Reproduce literalmente el fragmento del texto sobre la crucifixión de Jesús comprendido desde "Jesús el domingo" hasta "Mc 11, 9-10).".

TEXTO DE LA PÁGINA –
# # #
En aquel tiempo, los magistrados hacían muecas a Jesús diciendo:
«A otros ha salvado; que se salve a sí mismo, si él es el Mesías de Dios, el Elegido».
Se burlaban de él también los soldados, que se acercaban y le ofrecían vinagre, diciendo:
«Si eres tú el rey de los judíos, sálvate a ti mismo».
Había también por encima de él un letrero:
«Este es el rey de los judíos».
Uno de los malhechores crucificados lo
insultaba diciendo:
«¿No eres tú el Mesías? Sálvate a ti mismo y a nosotros».
Pero el otro, respondiéndole e increpándolo, le decía:
«¿Ni siquiera temes tú a Dios, estando en la misma
condena? Nosotros, en verdad, lo estamos justamente, porque recibimos el justo
pago de lo que hicimos; en cambio, este no ha hecho nada malo».
Y decía:
«Jesús,
acuérdate de mí
cuando llegues a tu
reino».
Jesús le dijo:
«En verdad te digo: hoy estarás conmigo en el paraíso» (Lucas 23, 35-43).
Éste es el rey de los judíos
A lo largo de la historia ha ocurrido que
algunos cristianos desconcertados ante la situación política de su tiempo se
han preguntado por qué Dios no
interviene. Se olvidan de aquello de dar al Cesar lo que es del Cesar y a
Dios lo que es de Dios. Cada uno tiene su ámbito: el Señor de la Historia
nos da un margen para nuestra libertad. Y nuestros errores los utiliza de
trampolín para hacer avanzar su reino. Para muchos es desconcertante como su
fracaso se ha convertido en el triunfo del Amor de Dios.
El motivo de la condena de Jesús se publicó
en los principales idiomas de la antigüedad: griego, latín y hebreo. En lo alto
de la cruz aparece ese letrero, como si se tratara de una señal luminosa, que
sirve de anuncio a los hombres todo el mundo y de todos los tiempos. El
procurador Poncio Pilato había mandado poner esa inscripción. Y los judíos que
acusaron a Jesús protestaron, pero el gobernador romano, providencialmente, no
quiso cambiar el letrero que decía: Éste es el rey de los judíos.
Jesús el domingo anterior había entrado
solemnemente en Jerusalén, como si se tratase de un rey. A lomos de un asno, de
igual manera que Salomón, el heredero de David. Mientras la gente aclamaba: Bendito el que viene en nombre
del Señor... Bendito el reino que llega, el de nuestro Padre David (Aleluya
de la Misa: Mc 11, 9-10).
Todo aquello estaba profetizado hacía siglos
y ahora se cumplió: el Mesías, el heredero de David, del que Salomón, como rey
de paz, era su figura, fue a tomar posesión de la capital de su reino,
Jerusalén, que significa ciudad de la paz. Jesús como rey pacifico llegó
montado en un burro, una cabalgadura mansa y así es vitoreado por el pueblo.
# # #
REGISTROS PROPORCIONADOS –
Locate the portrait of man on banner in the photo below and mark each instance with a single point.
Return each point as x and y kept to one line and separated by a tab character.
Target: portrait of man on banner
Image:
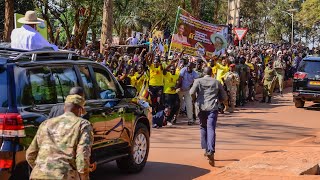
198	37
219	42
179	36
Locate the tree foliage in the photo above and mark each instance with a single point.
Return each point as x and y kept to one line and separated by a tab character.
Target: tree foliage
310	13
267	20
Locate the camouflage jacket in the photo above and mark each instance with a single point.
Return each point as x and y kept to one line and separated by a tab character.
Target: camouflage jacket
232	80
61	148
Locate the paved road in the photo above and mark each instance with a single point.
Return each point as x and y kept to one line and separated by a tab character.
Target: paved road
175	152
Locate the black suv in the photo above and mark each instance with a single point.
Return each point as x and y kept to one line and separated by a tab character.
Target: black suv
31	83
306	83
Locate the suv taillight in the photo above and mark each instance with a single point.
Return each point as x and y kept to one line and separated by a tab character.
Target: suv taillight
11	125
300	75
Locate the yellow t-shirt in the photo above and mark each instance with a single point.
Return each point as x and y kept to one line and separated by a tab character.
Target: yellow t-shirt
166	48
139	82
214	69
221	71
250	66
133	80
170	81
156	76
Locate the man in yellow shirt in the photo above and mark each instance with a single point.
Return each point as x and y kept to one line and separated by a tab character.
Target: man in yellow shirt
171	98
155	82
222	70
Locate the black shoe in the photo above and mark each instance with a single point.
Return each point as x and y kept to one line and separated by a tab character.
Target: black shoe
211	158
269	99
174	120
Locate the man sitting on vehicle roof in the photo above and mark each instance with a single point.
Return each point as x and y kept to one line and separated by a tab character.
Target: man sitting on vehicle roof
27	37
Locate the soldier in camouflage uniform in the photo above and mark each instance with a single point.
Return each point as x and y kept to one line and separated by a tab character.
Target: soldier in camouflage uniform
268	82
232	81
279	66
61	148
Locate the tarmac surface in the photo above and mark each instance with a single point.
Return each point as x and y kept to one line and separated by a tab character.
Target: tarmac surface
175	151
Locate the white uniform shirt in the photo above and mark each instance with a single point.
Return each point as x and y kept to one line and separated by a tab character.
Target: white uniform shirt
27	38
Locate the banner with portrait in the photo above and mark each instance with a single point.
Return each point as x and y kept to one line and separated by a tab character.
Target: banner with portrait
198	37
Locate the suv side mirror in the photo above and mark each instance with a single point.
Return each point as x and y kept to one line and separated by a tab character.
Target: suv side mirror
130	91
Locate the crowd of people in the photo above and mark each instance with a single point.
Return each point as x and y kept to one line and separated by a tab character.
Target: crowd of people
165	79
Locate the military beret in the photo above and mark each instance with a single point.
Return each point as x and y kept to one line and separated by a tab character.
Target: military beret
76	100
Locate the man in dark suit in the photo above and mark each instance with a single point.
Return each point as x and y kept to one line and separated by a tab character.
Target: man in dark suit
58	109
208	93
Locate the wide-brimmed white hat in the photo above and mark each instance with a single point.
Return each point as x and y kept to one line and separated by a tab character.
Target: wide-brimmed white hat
# # #
RESULTADO DE LA TAREA –
Jesús el domingo anterior había entrado
solemnemente en Jerusalén, como si se tratase de un rey. A lomos de un asno, de
igual manera que Salomón, el heredero de David. Mientras la gente aclamaba: Bendito el que viene en nombre
del Señor... Bendito el reino que llega, el de nuestro Padre David (Aleluya
de la Misa: Mc 11, 9-10).